(Task):
Recast every line of the records below as a Markdown table with the columns n and Line. Number the rows in order and leave out blank lines.

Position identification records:
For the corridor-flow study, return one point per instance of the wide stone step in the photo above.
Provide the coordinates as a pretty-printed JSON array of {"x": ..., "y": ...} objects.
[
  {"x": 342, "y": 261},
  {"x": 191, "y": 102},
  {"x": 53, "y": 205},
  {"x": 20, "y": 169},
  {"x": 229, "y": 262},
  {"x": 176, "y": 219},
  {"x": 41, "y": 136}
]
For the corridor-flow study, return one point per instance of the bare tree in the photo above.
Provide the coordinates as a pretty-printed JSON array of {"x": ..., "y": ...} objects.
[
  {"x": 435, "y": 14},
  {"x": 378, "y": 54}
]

(Reply to the task):
| n | Line |
|---|---|
| 1 | For the corridor-flow study, return one point per instance of the wide stone step in the photo above. |
| 2 | Provide the coordinates as a pretty-printed JSON array of {"x": ..., "y": ...} objects. |
| 3 | [ |
| 4 |   {"x": 342, "y": 261}, |
| 5 |   {"x": 191, "y": 102}, |
| 6 |   {"x": 53, "y": 205}, |
| 7 |   {"x": 20, "y": 169}, |
| 8 |   {"x": 229, "y": 262}, |
| 9 |   {"x": 176, "y": 219}, |
| 10 |   {"x": 41, "y": 136} |
| 11 | ] |
| 12 | For the corridor-flow study, return one point per instance of the bare tree in the photo above. |
| 13 | Provide the coordinates as a pretty-printed JSON array of {"x": ..., "y": ...} objects. |
| 14 | [ |
| 15 |   {"x": 435, "y": 14}, |
| 16 |   {"x": 378, "y": 54} |
| 17 | ] |